● **Article**:

>> START

Alix Marie, Wax Photographs, 2014 (Printed 2018)
Alix Marie and Marie Orensanz, installation view, Roman Road stand L12, SP-Arte/2018, São Paulo, 11 – 15 April 2018. Courtesy of Roman Road and the artists. © Rafael Chvaicer and Ana Viotti

Emily Witt is a journalist who published her first full-length book, Future Sex: A New Kind of Free Love, in 2017. When Emily Witt found herself single and in her thirties, she decided to investigate the status of sex and sexuality in contemporary society. Taking herself to San Francisco, she participated in orgasmic meditation and the filming of a graphic pornographic sex scene, as well as delving into the depths of the internet.

 

Roman Road Journal took the opportunity to ask her a few questions about what she learnt along the way.

 

 

Roman Road Journal Editorial: Please will you introduce yourself for our readers?

 

Emily Witt: My name is Emily Witt and I’m a writer who lives in Brooklyn, New York. I am a nonfiction writer, and I would describe my work as a mix of essay, journalism, and memoir.

>> END

Point labeling examples
>> START

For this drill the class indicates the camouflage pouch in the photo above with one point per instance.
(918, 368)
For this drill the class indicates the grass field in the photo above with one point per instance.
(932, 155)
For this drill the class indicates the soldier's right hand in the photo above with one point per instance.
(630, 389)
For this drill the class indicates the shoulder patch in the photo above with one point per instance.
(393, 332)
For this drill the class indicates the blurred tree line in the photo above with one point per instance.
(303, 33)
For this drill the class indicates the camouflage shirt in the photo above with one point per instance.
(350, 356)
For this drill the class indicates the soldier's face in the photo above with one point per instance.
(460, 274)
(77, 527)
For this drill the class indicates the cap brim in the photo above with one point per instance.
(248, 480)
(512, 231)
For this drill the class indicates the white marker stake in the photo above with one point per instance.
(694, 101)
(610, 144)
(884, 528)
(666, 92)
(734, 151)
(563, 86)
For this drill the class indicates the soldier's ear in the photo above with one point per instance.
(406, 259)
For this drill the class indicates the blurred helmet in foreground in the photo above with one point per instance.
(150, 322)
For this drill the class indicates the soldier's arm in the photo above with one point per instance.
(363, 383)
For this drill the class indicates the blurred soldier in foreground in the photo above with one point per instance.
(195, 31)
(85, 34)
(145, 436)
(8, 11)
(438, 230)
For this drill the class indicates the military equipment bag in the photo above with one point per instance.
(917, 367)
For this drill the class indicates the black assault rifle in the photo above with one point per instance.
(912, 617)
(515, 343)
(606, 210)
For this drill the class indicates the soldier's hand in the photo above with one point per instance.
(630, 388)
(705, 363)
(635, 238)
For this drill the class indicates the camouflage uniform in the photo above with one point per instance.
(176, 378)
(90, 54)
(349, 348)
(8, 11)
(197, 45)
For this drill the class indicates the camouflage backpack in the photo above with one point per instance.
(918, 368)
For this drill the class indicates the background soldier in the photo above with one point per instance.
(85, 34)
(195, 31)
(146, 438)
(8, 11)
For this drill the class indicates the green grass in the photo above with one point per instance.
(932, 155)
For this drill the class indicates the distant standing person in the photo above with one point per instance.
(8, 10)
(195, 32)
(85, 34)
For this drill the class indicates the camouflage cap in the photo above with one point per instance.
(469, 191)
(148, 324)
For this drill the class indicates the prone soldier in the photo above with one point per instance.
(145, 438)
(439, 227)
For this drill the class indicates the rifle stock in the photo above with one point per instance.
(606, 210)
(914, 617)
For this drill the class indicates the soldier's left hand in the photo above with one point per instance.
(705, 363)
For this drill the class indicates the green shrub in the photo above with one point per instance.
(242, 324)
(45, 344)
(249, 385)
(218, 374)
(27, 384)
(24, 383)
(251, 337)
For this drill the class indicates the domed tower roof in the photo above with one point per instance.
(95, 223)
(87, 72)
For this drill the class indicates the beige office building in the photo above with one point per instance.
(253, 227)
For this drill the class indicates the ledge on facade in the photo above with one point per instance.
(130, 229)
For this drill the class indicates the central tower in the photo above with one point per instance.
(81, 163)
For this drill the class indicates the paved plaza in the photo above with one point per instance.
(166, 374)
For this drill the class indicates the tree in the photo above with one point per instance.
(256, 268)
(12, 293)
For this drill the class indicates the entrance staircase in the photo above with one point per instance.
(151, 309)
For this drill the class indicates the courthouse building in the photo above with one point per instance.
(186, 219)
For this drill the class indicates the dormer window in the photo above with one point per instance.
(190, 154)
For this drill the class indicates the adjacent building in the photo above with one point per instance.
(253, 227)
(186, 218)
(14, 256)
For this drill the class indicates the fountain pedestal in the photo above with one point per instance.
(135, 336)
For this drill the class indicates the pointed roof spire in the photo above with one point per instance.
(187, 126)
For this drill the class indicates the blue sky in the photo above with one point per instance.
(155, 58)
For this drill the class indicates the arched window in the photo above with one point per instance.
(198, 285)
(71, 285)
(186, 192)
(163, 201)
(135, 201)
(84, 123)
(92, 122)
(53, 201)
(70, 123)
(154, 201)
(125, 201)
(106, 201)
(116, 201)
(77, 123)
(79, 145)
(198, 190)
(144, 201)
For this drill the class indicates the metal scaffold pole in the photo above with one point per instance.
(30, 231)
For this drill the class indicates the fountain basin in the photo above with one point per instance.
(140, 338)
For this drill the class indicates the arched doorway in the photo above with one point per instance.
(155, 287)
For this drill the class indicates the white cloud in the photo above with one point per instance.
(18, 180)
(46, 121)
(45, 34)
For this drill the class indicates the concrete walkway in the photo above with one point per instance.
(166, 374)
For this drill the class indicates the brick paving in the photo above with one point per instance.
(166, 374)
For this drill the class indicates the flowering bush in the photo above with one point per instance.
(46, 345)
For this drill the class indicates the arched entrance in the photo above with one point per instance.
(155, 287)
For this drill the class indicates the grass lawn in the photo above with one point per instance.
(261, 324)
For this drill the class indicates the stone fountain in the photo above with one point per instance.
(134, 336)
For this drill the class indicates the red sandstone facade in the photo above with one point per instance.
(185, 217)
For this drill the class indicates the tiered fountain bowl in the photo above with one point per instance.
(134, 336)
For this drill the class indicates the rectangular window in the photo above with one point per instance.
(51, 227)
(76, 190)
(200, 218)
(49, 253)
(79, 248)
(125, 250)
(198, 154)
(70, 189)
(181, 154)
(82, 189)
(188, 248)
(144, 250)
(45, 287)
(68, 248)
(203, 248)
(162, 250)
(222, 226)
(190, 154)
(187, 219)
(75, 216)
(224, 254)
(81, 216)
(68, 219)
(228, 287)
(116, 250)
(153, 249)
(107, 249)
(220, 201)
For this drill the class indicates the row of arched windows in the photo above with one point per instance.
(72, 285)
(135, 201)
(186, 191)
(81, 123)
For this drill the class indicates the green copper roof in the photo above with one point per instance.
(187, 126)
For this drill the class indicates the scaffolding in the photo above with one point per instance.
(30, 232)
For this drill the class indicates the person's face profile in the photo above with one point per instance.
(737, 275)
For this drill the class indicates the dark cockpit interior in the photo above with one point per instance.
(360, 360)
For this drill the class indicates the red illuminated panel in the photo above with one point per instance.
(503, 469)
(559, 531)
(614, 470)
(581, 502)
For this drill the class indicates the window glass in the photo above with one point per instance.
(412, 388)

>> END

● **Goal A**:
Collect every line of the listing that contains the word "entrance". Case counts, so match capitalization.
● **Goal B**:
Resume the interview with Emily Witt, continuing from its last sentence.
The interview excerpt and the listing have nothing to do with each other.

● **Right answer A**:
For this drill the class indicates the entrance staircase in the photo above with one point per instance.
For this drill the class indicates the arched entrance in the photo above with one point per instance.

● **Right answer B**:
 

 

RRJ: In your book Future Sex: A New Kind of Free Love, you embark on a solitary exploration of contemporary sex and sexuality in all its guises. What was your biggest revelation about sexuality today?

 

EW: I came to understand that people are experiencing structural change as personal romantic failure, and I hope the book can shift that perspective.

 

 

RRJ: The internet changes constantly, and websites and dating apps come and go with almost alarming speed. Are there any recent technological developments that affect how we think about sex that you would have included in your book if they had been available at the time?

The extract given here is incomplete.